LISTED RECORDS:
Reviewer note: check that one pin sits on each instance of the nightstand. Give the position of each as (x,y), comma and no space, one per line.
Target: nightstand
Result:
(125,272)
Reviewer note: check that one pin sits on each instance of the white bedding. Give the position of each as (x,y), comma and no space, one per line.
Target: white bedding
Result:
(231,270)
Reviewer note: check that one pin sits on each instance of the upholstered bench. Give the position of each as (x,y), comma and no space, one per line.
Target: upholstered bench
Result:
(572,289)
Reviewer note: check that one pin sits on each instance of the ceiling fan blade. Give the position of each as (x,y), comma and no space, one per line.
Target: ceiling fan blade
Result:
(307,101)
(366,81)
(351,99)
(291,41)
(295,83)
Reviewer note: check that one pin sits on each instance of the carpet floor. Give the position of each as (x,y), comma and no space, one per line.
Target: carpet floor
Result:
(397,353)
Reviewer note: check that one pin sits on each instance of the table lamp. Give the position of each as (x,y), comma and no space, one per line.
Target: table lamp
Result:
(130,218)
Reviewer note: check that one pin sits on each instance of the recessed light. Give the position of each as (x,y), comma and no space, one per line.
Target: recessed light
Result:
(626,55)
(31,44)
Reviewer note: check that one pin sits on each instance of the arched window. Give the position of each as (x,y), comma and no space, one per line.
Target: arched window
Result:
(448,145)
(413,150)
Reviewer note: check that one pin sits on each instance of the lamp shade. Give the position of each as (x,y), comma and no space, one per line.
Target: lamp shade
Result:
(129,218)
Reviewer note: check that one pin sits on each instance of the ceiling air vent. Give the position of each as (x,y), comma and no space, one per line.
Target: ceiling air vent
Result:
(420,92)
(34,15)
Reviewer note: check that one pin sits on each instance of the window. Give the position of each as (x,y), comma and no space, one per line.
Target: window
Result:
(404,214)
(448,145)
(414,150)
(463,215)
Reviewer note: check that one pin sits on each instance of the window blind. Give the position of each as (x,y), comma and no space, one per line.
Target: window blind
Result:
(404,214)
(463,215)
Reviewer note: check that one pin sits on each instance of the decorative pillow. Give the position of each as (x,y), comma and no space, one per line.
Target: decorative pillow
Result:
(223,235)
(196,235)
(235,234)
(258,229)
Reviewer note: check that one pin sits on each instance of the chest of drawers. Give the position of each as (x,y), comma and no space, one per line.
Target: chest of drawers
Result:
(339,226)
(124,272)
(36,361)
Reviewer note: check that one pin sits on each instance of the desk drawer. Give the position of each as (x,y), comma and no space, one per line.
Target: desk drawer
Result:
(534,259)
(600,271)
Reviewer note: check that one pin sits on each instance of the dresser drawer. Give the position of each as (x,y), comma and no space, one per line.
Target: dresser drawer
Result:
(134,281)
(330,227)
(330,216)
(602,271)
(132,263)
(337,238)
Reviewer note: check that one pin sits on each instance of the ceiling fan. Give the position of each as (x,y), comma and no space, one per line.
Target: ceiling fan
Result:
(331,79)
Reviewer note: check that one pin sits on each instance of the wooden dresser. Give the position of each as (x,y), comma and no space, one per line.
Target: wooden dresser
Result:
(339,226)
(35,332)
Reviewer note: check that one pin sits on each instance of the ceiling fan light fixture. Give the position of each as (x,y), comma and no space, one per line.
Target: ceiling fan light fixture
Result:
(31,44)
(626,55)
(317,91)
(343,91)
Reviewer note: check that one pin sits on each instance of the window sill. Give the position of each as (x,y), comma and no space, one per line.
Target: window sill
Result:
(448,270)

WHAT IS EXPECTED: From the records above, pull out each line that has "blind".

OUTPUT OF THE TASK:
Reviewer note: check that one pin sits on each instance of the window blind. Give the position of each as (x,y), comma and no space, one per line.
Target: window blind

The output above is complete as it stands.